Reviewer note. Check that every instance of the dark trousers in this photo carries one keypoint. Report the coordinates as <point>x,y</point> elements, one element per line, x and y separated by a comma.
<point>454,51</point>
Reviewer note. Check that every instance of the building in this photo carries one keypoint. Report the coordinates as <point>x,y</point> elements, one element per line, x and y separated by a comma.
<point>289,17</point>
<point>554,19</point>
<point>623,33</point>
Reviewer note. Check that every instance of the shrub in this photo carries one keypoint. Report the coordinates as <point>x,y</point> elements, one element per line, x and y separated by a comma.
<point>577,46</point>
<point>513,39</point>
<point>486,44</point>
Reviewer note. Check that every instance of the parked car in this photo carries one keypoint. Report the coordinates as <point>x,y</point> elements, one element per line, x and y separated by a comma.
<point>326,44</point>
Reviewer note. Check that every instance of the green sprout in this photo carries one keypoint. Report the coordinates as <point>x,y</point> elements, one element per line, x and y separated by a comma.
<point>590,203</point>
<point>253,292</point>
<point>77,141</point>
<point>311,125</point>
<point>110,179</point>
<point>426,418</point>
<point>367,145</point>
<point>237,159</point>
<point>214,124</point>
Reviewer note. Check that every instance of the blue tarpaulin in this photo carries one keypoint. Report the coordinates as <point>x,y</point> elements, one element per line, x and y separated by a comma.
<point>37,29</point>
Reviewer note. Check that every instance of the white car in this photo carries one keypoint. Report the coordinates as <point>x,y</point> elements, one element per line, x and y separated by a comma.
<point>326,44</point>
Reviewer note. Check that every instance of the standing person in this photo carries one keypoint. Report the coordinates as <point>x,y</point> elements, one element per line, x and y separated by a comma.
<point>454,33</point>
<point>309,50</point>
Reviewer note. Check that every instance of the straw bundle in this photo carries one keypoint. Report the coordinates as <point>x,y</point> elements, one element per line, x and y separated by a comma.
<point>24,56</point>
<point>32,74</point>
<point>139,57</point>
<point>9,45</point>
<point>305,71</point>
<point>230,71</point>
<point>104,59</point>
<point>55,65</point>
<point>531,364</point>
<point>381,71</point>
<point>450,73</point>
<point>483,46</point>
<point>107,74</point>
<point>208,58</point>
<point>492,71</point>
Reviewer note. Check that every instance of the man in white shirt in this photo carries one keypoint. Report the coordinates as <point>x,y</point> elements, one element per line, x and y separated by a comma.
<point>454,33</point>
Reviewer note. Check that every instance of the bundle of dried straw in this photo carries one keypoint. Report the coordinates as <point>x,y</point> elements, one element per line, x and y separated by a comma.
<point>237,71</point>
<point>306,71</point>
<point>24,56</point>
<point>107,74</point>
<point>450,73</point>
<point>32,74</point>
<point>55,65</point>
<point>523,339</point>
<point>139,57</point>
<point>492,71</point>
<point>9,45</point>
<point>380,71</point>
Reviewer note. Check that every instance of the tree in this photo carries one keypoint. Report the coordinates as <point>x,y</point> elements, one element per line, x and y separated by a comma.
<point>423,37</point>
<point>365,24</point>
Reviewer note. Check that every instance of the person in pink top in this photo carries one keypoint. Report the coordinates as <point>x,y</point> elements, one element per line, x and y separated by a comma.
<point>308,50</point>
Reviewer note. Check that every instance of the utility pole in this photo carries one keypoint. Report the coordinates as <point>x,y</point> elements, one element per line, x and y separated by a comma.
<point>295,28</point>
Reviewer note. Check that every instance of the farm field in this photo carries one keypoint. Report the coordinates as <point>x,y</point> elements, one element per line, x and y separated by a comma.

# [Task requirements]
What you write must be identical to the material above.

# [Solution to this problem]
Reviewer note. Check that every instance of the dark trousers in this photo carries one keypoint. Report the coordinates as <point>x,y</point> elements, one element per line, x and y separated by a comma.
<point>454,51</point>
Reviewer note. Check that every instance of the building in this photo carries one keypoint. Report the coordinates as <point>x,y</point> elements, one element per line, x and y separated by a comma.
<point>289,17</point>
<point>554,19</point>
<point>623,33</point>
Reviewer note. Check that every instance of the shrub in this photo carries one keypoint. Report the coordinates as <point>x,y</point> elements, one element per line, x and y separated by a comma.
<point>577,46</point>
<point>513,39</point>
<point>486,44</point>
Reviewer note. Check that every instance of the parked car in this photo carries one keypoint. Report the coordinates as <point>x,y</point> elements, one element per line, x and y separated by a comma.
<point>326,44</point>
Reviewer note. Check that every instance of the green sprout in this photo carries one keypoint. Report the coordinates as <point>x,y</point> elements, one element per line, x and y separated by a comma.
<point>590,203</point>
<point>253,292</point>
<point>77,141</point>
<point>311,125</point>
<point>110,179</point>
<point>426,418</point>
<point>367,145</point>
<point>237,159</point>
<point>214,124</point>
Reviewer note. Check that every instance of the blue tarpaulin in this photo carries one keypoint. Report the coordinates as <point>x,y</point> elements, one element per line, x and y separated by a comma.
<point>37,29</point>
Reviewer note. Check that every instance of the white car in this photo carries one keypoint. Report the coordinates as <point>x,y</point> elements, one element per line, x and y separated by a comma.
<point>326,44</point>
Reviewer note. Check that every instance of the standing person in this photo carries one keypoint. Report the coordinates as <point>x,y</point> elements, one element per line, x and y separated by a comma.
<point>454,33</point>
<point>309,50</point>
Reviewer note. Check that every instance of the straw bundle in this photo carries one keypoint. Report the coordinates as <point>x,y</point> elements, one element per line, x and y separated by a comma.
<point>24,56</point>
<point>32,74</point>
<point>139,57</point>
<point>9,45</point>
<point>305,71</point>
<point>230,71</point>
<point>104,59</point>
<point>55,65</point>
<point>531,364</point>
<point>381,71</point>
<point>450,73</point>
<point>483,46</point>
<point>107,74</point>
<point>208,58</point>
<point>492,71</point>
Reviewer note. Check that every instance of the man in white shirt in this photo carries one keypoint. Report the coordinates as <point>x,y</point> elements, one element per line, x and y separated by a comma.
<point>454,33</point>
Reviewer note. Check that every instance of the bundle of dried straw in this photo carries one keypoint. Report the coordinates as <point>x,y</point> elements, one element per line, x and y separated by a comma.
<point>237,71</point>
<point>306,71</point>
<point>24,56</point>
<point>107,74</point>
<point>450,73</point>
<point>32,74</point>
<point>55,65</point>
<point>523,339</point>
<point>139,57</point>
<point>492,71</point>
<point>9,45</point>
<point>380,71</point>
Reviewer note. Check that every instance of the tree in this photo carries one keypoint. Report the coordinates as <point>x,y</point> elements, one element per line, x and y separated by a comma.
<point>423,37</point>
<point>365,24</point>
Reviewer note. Check that every instance of the person in pink top in this photo carries one keypoint. Report the coordinates as <point>x,y</point> elements, one element per line, x and y separated by a comma.
<point>308,50</point>
Reviewer note. Check that every instance of the utility pole in this photo carries one keypoint. Report the coordinates as <point>x,y</point> elements, one element per line, x and y separated by a comma.
<point>295,28</point>
Reviewer note. Check that every instance of the farm field in this photo carries one keypoint. Report the coordinates as <point>x,y</point> elements, one element per line, x and y separated by a comma.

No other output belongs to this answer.